GIVEN TASK A » Update the records from the line containing "Find the arched" down to the line containing "216L39 204L25 189L0", replacing "instance" with "object" and changing nothing else. Leave the pictures out of your answer.

The road that separates the girls from the boys and the rest of the Middlebury campus is not as wide as the Common between Radcliffe and Harvard, but it might just as well be. Academically and socially it is a chasm.
But despite music among the books and the coeducational split, Middlebury College compares strikingly with Harvard and Radcliffe, and the comparison reveals the advantages and disadvantages of a big-city educational plant.
The scholastic averages of two-thirds of all the girls at Middlebury fall within 93.8 and 80.4 points. Out of the 502 girls and 693 boys in the undergraduate body, there are 162 women on the Dean's List and 58 men. This is practically a three to one ratio, and in a small community it has powerful effects.
Part of the problem can be traced to the atmosphere on both sides of the Middlebury campus. It begins with the fact that girls who apply to Middlebury apply to it as a first choice. Many are turned down who are accepted at Radcliffe, Wellesley, Vassar, Smith, and Bryn Mawr. But boys apply as their second or third choice, and if they end up there, it is generally because they were turned down elsewhere.
And when the female freshman arrives at Middlebury, looking for and expecting to find enjoyable learning under coeducation, she finds a highly regimented campus social life. She must be in her dormitory by eight o'clock every night, unless she signs out until ten. Only on Saturday nights can she sign out till twelve thirty. Evening athletic contests at the school are the exception.
Women cannot be in the boys' dormitories at any time under any circumstances. This throws the load of indoor socializing onto the fraternities, but here Middlebury College law has strengthened Vermont State law to a severity that outdoes the deplorable situation in Massachusetts.
Like most small colleges, Middlebury is fraternity-dominated. The Interfraternity Council controls the fraternities, with the Dean of Men advising. "We've been well pleased by the workings of it," the administration reports, and there has been little interference, though the right to interfere is maintained. Because of the Vermont law against drinking under 21 and because of strong objection to College rowdyism by the village townspeople, the Council has ruled that there is to be no drinking in public view. It must be taken inside the fraternities.

GIVEN TASK B » In the passage on Middlebury College, how late can a female student sign out on Saturday nights?

MATERIAL PROVIDED »
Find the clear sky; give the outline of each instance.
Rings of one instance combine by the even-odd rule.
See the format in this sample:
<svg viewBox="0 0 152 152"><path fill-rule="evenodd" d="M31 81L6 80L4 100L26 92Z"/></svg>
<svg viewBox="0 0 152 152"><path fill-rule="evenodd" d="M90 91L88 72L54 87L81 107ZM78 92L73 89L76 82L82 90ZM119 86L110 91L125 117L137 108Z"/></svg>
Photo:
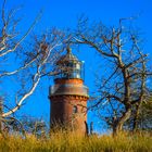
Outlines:
<svg viewBox="0 0 152 152"><path fill-rule="evenodd" d="M2 0L0 1L2 4ZM35 33L41 33L53 26L59 28L75 27L79 15L85 14L90 21L102 21L105 25L116 25L121 17L139 16L135 21L144 38L144 50L151 53L152 45L152 0L8 0L7 9L22 5L23 21L21 31L24 33L31 24L38 12L43 14L35 27ZM94 53L79 52L80 60L86 62L85 84L93 91ZM93 58L92 58L93 56ZM151 55L152 56L152 55ZM49 81L51 85L52 81ZM40 93L27 100L21 109L22 114L45 117L49 122L48 83ZM90 114L91 117L93 114Z"/></svg>

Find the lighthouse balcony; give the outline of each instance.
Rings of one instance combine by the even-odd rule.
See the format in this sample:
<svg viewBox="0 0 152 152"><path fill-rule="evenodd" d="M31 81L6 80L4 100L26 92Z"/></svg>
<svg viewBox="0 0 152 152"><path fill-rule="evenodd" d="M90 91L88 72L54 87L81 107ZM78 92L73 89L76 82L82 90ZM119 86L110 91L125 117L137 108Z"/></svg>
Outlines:
<svg viewBox="0 0 152 152"><path fill-rule="evenodd" d="M63 94L89 97L89 90L84 85L55 85L49 88L49 94L50 97Z"/></svg>

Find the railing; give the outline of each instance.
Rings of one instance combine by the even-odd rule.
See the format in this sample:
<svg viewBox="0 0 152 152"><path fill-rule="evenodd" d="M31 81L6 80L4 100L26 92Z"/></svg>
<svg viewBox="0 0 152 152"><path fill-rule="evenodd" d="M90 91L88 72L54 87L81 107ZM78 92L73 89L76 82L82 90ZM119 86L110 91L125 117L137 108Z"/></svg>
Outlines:
<svg viewBox="0 0 152 152"><path fill-rule="evenodd" d="M50 96L76 94L89 97L89 90L86 86L79 85L55 85L49 88Z"/></svg>

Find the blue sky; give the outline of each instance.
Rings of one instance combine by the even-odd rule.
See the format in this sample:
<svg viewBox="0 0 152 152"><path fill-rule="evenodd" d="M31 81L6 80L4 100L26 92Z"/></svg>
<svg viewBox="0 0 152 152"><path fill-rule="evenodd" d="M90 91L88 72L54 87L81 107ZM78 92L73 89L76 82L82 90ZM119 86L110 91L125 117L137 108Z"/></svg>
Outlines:
<svg viewBox="0 0 152 152"><path fill-rule="evenodd" d="M2 0L0 1L0 4ZM142 31L144 39L144 50L151 53L152 45L152 0L8 0L7 10L22 5L20 15L23 21L20 25L21 33L24 33L33 23L38 12L42 9L43 14L34 31L42 33L56 26L59 28L74 28L78 16L85 14L90 21L102 21L105 25L116 25L121 17L139 16L135 25ZM94 52L78 52L80 60L86 62L85 84L93 91L94 83ZM98 60L97 60L98 61ZM37 117L45 117L49 122L49 100L48 84L41 88L40 93L37 89L27 104L21 109L22 114ZM91 113L89 117L93 116Z"/></svg>

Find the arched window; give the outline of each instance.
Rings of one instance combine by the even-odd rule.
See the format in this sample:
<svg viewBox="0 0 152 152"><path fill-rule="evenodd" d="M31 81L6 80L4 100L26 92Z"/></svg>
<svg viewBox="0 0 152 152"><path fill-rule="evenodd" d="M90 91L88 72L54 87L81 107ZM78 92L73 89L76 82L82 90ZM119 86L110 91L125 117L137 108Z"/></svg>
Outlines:
<svg viewBox="0 0 152 152"><path fill-rule="evenodd" d="M77 106L76 105L73 106L73 113L77 113Z"/></svg>

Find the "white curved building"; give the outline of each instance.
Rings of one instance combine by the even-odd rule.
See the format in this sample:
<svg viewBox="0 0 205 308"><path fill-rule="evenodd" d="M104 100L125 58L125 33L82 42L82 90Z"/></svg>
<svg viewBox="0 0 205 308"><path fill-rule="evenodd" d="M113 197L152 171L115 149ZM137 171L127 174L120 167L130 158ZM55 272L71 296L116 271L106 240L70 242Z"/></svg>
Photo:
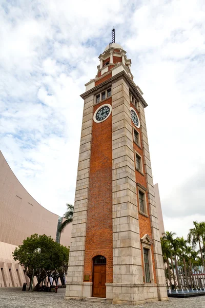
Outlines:
<svg viewBox="0 0 205 308"><path fill-rule="evenodd" d="M58 216L39 204L25 189L0 151L0 287L29 283L24 269L13 259L12 252L32 234L46 234L54 240ZM71 224L60 236L70 246Z"/></svg>

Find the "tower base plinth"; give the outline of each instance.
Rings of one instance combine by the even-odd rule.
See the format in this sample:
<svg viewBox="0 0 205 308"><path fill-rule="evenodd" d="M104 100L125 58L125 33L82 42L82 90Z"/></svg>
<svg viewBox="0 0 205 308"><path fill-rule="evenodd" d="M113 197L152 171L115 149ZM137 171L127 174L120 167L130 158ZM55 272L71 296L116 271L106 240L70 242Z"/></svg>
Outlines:
<svg viewBox="0 0 205 308"><path fill-rule="evenodd" d="M166 284L106 283L106 302L135 305L146 302L168 300ZM85 299L92 296L92 282L67 283L66 299Z"/></svg>

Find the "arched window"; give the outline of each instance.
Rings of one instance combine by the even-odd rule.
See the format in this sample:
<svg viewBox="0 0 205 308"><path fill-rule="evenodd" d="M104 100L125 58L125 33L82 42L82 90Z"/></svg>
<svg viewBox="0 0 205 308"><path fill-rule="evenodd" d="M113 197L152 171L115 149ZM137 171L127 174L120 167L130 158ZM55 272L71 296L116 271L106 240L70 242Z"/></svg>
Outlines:
<svg viewBox="0 0 205 308"><path fill-rule="evenodd" d="M104 67L104 66L106 66L106 65L108 65L108 64L110 64L110 61L107 61L106 63L105 63L104 64L103 67Z"/></svg>
<svg viewBox="0 0 205 308"><path fill-rule="evenodd" d="M106 264L106 258L102 256L97 256L94 258L93 263L94 264Z"/></svg>

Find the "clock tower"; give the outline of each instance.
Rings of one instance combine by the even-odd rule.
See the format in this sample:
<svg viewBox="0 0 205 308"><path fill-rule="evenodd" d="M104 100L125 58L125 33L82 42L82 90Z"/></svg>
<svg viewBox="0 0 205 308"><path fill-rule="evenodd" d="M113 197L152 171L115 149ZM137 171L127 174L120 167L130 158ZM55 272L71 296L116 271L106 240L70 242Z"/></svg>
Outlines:
<svg viewBox="0 0 205 308"><path fill-rule="evenodd" d="M165 300L144 111L148 105L120 45L110 43L99 59L97 74L81 95L66 298L131 305Z"/></svg>

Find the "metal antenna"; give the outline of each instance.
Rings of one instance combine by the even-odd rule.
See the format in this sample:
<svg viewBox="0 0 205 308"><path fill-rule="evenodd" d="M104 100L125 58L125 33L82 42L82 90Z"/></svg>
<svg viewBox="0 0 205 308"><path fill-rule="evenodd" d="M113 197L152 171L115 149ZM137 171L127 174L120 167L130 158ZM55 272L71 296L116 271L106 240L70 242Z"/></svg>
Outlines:
<svg viewBox="0 0 205 308"><path fill-rule="evenodd" d="M115 43L115 29L112 29L112 43Z"/></svg>

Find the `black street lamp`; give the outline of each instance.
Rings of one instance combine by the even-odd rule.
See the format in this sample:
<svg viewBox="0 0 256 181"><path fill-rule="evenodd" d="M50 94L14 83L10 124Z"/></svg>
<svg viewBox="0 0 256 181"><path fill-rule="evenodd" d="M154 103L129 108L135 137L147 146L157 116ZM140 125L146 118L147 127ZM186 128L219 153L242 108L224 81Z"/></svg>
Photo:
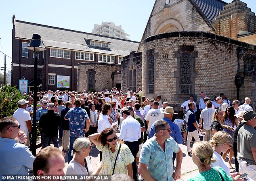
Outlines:
<svg viewBox="0 0 256 181"><path fill-rule="evenodd" d="M29 50L33 50L35 57L34 63L34 110L33 117L33 124L32 125L32 154L34 156L36 154L36 102L37 92L37 64L38 55L40 51L44 51L46 48L44 47L43 42L41 40L41 36L38 34L34 34L32 40L26 47Z"/></svg>

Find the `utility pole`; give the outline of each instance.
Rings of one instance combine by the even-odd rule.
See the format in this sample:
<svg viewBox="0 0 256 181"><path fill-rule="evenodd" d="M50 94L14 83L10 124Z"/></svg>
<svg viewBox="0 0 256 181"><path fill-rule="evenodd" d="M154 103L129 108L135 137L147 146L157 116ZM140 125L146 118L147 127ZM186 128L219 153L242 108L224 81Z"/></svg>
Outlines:
<svg viewBox="0 0 256 181"><path fill-rule="evenodd" d="M9 69L9 67L6 67L6 56L4 55L4 67L1 67L1 68L4 68L3 69L1 69L1 70L4 71L4 85L6 85L6 69Z"/></svg>

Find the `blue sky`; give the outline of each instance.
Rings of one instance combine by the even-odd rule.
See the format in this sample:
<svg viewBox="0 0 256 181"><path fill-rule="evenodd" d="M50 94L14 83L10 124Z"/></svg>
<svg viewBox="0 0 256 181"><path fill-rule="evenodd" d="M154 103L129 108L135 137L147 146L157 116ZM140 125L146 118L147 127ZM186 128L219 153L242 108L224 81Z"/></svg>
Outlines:
<svg viewBox="0 0 256 181"><path fill-rule="evenodd" d="M224 1L229 3L232 0ZM242 1L256 12L255 0ZM0 50L11 56L13 15L19 20L88 33L94 24L113 21L116 25L122 25L131 40L139 42L154 2L155 0L1 1ZM0 67L4 66L4 60L0 52ZM6 57L10 69L11 61Z"/></svg>

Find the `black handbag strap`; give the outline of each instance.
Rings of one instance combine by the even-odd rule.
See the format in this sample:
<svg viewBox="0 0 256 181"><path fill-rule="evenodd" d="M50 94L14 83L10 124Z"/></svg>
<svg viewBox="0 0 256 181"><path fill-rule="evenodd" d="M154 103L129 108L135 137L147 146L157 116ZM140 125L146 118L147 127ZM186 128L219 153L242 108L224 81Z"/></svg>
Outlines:
<svg viewBox="0 0 256 181"><path fill-rule="evenodd" d="M225 180L224 180L224 179L223 178L223 177L222 176L222 175L221 175L220 171L218 170L217 169L214 169L216 171L217 171L217 172L218 173L219 173L219 175L220 176L220 178L221 178L221 180L222 180L222 181L225 181Z"/></svg>
<svg viewBox="0 0 256 181"><path fill-rule="evenodd" d="M114 172L115 171L115 164L116 163L116 160L118 159L118 154L120 152L120 150L121 149L121 146L122 144L120 144L120 146L119 146L119 149L118 149L118 154L116 155L116 157L115 157L115 164L114 164L114 168L113 168L113 172L112 173L112 175L114 175Z"/></svg>
<svg viewBox="0 0 256 181"><path fill-rule="evenodd" d="M84 165L85 165L85 168L86 169L86 170L87 171L87 173L88 173L88 175L89 175L89 171L88 170L88 166L87 166L87 162L86 162L86 160L85 159L85 158L84 158Z"/></svg>

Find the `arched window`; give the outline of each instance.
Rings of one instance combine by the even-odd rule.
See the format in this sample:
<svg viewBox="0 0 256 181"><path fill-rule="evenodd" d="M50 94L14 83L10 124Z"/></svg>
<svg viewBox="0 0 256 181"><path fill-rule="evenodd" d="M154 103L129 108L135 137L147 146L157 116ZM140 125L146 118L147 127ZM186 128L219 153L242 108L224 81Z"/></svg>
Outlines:
<svg viewBox="0 0 256 181"><path fill-rule="evenodd" d="M192 56L185 52L180 56L180 94L190 94L191 88L191 66Z"/></svg>
<svg viewBox="0 0 256 181"><path fill-rule="evenodd" d="M134 69L132 73L132 85L133 89L136 90L136 70Z"/></svg>
<svg viewBox="0 0 256 181"><path fill-rule="evenodd" d="M129 88L130 88L130 90L132 90L132 70L130 70L129 71Z"/></svg>
<svg viewBox="0 0 256 181"><path fill-rule="evenodd" d="M91 89L94 89L95 78L94 73L90 72L88 75L88 83L89 85L89 91Z"/></svg>
<svg viewBox="0 0 256 181"><path fill-rule="evenodd" d="M149 93L154 93L154 60L153 56L149 57Z"/></svg>

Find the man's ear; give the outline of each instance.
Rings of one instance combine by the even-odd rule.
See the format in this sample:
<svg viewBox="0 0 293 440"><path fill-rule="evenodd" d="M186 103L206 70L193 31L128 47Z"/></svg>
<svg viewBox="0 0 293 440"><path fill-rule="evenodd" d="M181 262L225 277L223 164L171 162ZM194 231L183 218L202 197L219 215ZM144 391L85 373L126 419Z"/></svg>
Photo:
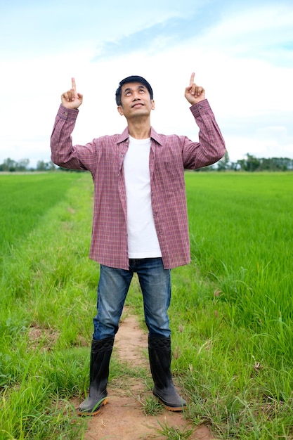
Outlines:
<svg viewBox="0 0 293 440"><path fill-rule="evenodd" d="M122 105L118 105L117 110L118 110L118 113L121 115L121 116L123 116L124 112L123 112L123 108Z"/></svg>

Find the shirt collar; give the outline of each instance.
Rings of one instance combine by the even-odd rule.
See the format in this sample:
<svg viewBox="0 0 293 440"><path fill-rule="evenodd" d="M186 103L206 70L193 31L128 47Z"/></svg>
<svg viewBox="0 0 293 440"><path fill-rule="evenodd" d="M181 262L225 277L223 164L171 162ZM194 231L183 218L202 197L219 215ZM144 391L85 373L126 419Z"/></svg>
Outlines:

RESULT A »
Find the arched window; give the outline of each object.
Rings of one object combine by the even-odd rule.
See the format in this sample:
<svg viewBox="0 0 152 152"><path fill-rule="evenodd" d="M31 81L6 80L4 100L26 92Z"/></svg>
<svg viewBox="0 0 152 152"><path fill-rule="evenodd" d="M90 91L88 72L54 87L81 107ZM78 92L73 89L76 82L82 90ZM119 86L110 91L125 117L137 108Z"/></svg>
Outlines:
<svg viewBox="0 0 152 152"><path fill-rule="evenodd" d="M77 106L76 105L73 106L73 113L77 113Z"/></svg>

Find the "white curved building"; give the outline of each object.
Rings of one object combine by the even-odd rule.
See the format in this sample:
<svg viewBox="0 0 205 308"><path fill-rule="evenodd" d="M104 100L125 58L125 33L82 42L82 90Z"/></svg>
<svg viewBox="0 0 205 308"><path fill-rule="evenodd" d="M113 197L152 171L115 149ZM137 171L127 174L120 167L130 158ZM55 272L71 296L116 271L106 240L70 242Z"/></svg>
Photo:
Outlines:
<svg viewBox="0 0 205 308"><path fill-rule="evenodd" d="M58 216L39 204L25 189L0 151L0 287L29 283L24 269L13 259L12 252L32 234L46 234L54 240ZM71 224L60 236L70 246Z"/></svg>

RESULT B » Until twelve thirty.